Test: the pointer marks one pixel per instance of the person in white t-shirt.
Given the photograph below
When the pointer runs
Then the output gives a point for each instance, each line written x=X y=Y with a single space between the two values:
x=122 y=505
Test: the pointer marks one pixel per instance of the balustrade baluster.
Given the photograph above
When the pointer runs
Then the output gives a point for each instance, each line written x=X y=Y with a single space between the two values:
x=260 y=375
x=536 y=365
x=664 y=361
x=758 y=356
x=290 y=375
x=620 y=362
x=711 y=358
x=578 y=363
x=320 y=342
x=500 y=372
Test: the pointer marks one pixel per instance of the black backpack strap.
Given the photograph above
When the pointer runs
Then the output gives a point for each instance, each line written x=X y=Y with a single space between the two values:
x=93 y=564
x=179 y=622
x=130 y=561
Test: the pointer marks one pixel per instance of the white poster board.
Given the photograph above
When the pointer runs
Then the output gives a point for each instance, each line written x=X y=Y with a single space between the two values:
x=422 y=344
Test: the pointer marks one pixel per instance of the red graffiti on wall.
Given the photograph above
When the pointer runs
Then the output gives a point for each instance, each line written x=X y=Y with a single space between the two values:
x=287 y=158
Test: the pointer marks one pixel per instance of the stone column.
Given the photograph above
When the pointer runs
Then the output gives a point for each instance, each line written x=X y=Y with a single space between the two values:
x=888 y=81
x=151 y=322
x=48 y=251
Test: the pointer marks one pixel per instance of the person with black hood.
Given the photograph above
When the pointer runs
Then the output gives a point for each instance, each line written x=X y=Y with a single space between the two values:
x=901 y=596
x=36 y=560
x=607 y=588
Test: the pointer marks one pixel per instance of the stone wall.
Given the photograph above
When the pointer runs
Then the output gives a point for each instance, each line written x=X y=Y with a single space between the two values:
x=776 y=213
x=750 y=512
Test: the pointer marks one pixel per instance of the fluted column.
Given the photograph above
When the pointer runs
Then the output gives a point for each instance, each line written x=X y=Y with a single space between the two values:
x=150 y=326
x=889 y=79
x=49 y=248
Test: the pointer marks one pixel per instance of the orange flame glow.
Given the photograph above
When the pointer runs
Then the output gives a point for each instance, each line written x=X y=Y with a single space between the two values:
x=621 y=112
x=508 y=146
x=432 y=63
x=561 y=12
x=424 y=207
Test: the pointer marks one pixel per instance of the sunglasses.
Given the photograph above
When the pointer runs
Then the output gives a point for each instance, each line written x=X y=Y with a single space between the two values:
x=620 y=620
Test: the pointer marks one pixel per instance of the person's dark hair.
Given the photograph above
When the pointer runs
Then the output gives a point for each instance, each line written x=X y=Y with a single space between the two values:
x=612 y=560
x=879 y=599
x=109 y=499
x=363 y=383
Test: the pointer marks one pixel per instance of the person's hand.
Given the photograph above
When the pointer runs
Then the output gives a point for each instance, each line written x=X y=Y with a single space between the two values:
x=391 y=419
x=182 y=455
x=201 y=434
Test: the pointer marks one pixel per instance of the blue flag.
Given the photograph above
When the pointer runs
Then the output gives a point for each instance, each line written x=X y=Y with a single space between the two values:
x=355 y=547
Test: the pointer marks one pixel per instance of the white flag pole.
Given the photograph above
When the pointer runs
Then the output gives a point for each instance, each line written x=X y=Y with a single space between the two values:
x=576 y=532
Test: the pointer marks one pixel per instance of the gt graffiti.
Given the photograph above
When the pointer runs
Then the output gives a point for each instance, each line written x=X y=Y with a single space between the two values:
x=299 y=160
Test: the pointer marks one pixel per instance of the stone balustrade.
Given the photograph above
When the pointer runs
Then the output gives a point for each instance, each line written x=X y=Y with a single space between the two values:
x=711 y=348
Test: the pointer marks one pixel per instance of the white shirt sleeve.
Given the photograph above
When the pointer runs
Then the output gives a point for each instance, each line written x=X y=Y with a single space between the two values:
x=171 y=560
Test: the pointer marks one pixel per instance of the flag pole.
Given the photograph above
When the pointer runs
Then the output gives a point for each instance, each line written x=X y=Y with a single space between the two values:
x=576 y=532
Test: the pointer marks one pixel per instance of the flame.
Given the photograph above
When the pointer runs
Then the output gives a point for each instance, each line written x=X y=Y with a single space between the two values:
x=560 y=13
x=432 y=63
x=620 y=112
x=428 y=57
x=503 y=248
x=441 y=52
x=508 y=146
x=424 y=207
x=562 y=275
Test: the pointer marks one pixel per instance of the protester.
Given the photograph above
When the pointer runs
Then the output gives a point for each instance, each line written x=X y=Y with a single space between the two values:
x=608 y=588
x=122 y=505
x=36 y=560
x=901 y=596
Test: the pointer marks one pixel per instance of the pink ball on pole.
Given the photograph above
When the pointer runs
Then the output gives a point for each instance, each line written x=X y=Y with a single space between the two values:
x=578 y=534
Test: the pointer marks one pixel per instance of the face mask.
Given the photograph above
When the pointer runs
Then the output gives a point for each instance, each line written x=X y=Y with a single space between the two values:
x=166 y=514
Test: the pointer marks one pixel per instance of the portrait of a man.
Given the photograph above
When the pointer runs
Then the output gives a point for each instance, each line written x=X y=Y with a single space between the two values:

*****

EXERCISE TASK: Can you recast every item above as a numbered list, leaving out any blank lines?

ANSWER TO THIS EXERCISE:
1. Test: the pointer marks one pixel per instance of the person in white t-shirt.
2. Given the photograph below
3. When the pointer runs
4. Then the output gives a point for each instance, each line written x=X y=Y with a single space between the two values:
5. x=122 y=505
6. Test: the pointer marks one pixel per instance of the balustrade baluster.
7. Given the photograph above
8. When the pointer runs
9. Then the output gives a point for each instance, each line written x=X y=Y with a single space between the two values:
10. x=260 y=375
11. x=536 y=365
12. x=664 y=361
13. x=758 y=356
14. x=290 y=375
15. x=620 y=362
16. x=711 y=358
17. x=578 y=363
18. x=320 y=342
19. x=500 y=372
20. Test: the pointer marks one pixel per instance of the black backpack strap.
21. Given the photograph above
22. When the pointer runs
23. Then the output gives a point for each instance, each line written x=X y=Y with a single space between the two values:
24. x=93 y=564
25. x=179 y=622
26. x=130 y=561
27. Test: the pointer marks one pixel per instance of the white poster board.
28. Given the photograph above
29. When the pointer runs
30. Then the output gives a point for each instance, each line written x=X y=Y with a single space between the two values:
31. x=422 y=344
32. Test: the pointer marks one pixel per instance of the red graffiti on wall.
33. Given the photograph above
34. When the pointer runs
35. Then the output gives a point for each instance, each line written x=X y=Y with a single space between the two values:
36. x=287 y=158
37. Test: the pointer marks one pixel per instance of the stone column.
38. Given the photograph above
39. When the pointer runs
40. Then the output gives a point for each instance, each line written x=X y=Y with a single space between the two values:
41. x=888 y=81
42. x=151 y=322
43. x=48 y=251
44. Test: the pointer marks one pixel per instance of the person with black hood.
45. Given the photograph above
46. When the pointer runs
47. Then the output gives a point for each instance, each line written x=X y=Y with a single space between the two values:
48. x=901 y=596
49. x=36 y=560
50. x=607 y=588
51. Test: the pointer marks one pixel per instance of the stone wall.
52. Given the photograph above
53. When the pointer runs
54. Then the output gives a point for each instance, each line written x=X y=Y with a single space between the two values:
55. x=776 y=213
56. x=750 y=512
57. Test: the pointer marks one pixel per instance of the fluted column.
58. Given the photograph above
59. When the pointer runs
60. Then the output gives a point for each instance, each line written x=X y=Y with a single space between the two values:
61. x=150 y=326
62. x=889 y=79
63. x=49 y=248
64. Test: the pointer marks one pixel per instance of the orange flame glow.
65. Given the photograph above
66. When the pointer runs
67. Then the output gives a point for each instance, each line written x=X y=Y with a single space between the two values:
68. x=621 y=112
69. x=508 y=146
70. x=432 y=63
71. x=561 y=12
72. x=424 y=207
73. Test: the pointer marks one pixel per instance of the sunglasses.
74. Given the photograph above
75. When the pointer runs
76. Then the output gives a point for each instance, each line written x=X y=Y with a single space between the two values:
77. x=620 y=620
78. Test: the pointer marks one pixel per instance of the person's dark hair.
79. Given the photograph above
80. When the pointer runs
81. Then the output gives a point for each instance, each line written x=X y=Y with a single space between the two values:
82. x=612 y=560
83. x=879 y=599
84. x=109 y=499
85. x=363 y=383
86. Test: the pointer marks one pixel per instance of the person's hand.
87. Given the photograph above
88. When the pointer runs
89. Then the output gives a point for each instance, each line written x=X y=Y with a single space between the two values:
90. x=391 y=419
91. x=182 y=455
92. x=201 y=434
93. Test: the pointer marks one pixel per instance of the blue flag.
94. Given the photograph above
95. When the pointer runs
96. Then the output gives a point for each instance, each line written x=X y=Y with a single space between the two values:
97. x=355 y=547
98. Test: the pointer marks one pixel per instance of the white flag pole.
99. Given the photograph above
100. When the pointer runs
101. Then the output gives a point for each instance, each line written x=X y=Y with a single space between the two values:
102. x=576 y=532
103. Test: the pointer marks one pixel per instance of the gt graffiti.
104. Given the photograph above
105. When the pointer runs
106. Then the output gives a point for each instance, each line written x=X y=Y with a single space between the two values:
107. x=299 y=160
108. Test: the pointer marks one pixel per instance of the stone balustrade.
109. Given the photograph above
110. When the pointer runs
111. Then the output gives a point for each instance, each line written x=X y=Y with a single space between the two values:
112. x=711 y=348
113. Test: the pointer marks one pixel per instance of the white shirt sleeve.
114. Given the photograph above
115. When the pointer runs
116. Then the output gives a point for each instance, each line written x=X y=Y with a single space between the two values:
117. x=171 y=560
118. Test: the pointer marks one pixel per instance of the flag pole.
119. Given the photograph above
120. When the pointer runs
121. Then the output gives a point for each instance, each line written x=X y=Y with a single space between the two values:
122. x=576 y=532
123. Test: the pointer marks one pixel per instance of the flame.
124. Given the photograph above
125. When the pointer runs
126. Then the output gives a point for each instance, each line written x=X y=Y with a single space between the two values:
127. x=560 y=13
128. x=432 y=63
129. x=620 y=112
130. x=428 y=57
131. x=503 y=248
132. x=441 y=52
133. x=508 y=146
134. x=424 y=207
135. x=562 y=275
136. Test: the pointer marks one pixel per instance of the protester.
137. Given the photograph above
138. When the pointer runs
139. Then the output gives a point for each instance, each line written x=X y=Y with a single space between the two values:
140. x=608 y=588
141. x=122 y=505
142. x=36 y=560
143. x=901 y=596
144. Test: the pointer marks one pixel per instance of the pink ball on pole.
145. Given the photograph above
146. When the pointer runs
147. Then the output gives a point for each instance, each line written x=X y=Y with a single space between the two values:
148. x=578 y=534
149. Test: the pointer marks one pixel per instance of the face mask.
150. Given the photograph above
151. When the pointer runs
152. Then the output gives a point for each instance, each line written x=X y=Y with a single space between the two values:
153. x=166 y=514
154. Test: the pointer marks one pixel per instance of the portrait of a man.
155. Given the photograph above
156. When the pointer runs
157. Then the output gives a point for each instance, each line written x=X y=Y with a single space between the two values:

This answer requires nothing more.